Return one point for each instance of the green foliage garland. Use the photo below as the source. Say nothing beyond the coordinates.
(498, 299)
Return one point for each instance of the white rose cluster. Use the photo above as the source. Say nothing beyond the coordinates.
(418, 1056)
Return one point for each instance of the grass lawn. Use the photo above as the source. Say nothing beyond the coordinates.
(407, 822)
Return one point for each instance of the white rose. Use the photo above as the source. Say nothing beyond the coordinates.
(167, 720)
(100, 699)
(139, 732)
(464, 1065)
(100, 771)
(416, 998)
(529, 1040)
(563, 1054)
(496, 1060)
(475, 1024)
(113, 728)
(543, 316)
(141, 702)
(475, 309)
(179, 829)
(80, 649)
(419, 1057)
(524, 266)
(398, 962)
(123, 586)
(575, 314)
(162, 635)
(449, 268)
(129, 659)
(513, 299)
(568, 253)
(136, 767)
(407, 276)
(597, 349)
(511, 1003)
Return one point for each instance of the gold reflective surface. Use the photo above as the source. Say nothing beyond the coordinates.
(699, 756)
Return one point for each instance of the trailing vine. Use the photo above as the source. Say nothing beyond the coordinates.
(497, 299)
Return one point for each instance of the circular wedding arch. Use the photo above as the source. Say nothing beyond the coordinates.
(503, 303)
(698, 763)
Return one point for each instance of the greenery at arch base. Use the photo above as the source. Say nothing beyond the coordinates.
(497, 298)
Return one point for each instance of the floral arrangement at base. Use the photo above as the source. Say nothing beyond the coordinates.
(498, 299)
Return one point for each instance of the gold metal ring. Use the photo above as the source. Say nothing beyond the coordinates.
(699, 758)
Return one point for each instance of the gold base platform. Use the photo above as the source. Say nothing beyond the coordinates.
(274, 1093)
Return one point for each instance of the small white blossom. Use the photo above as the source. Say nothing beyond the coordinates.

--

◆ Your task
What you return must be the line that contains "Return one point for each instance of the gold base" followed by every remaining line of the material, all exactly as written and nothing more.

◆ Exercise response
Return one point for each instance of the gold base platform. Use the photo above as the source. Say nothing beyond the coordinates.
(274, 1093)
Return one point for each instance of the small white blossom. Use the photo above as the source. Say nothing beyond the coordinates.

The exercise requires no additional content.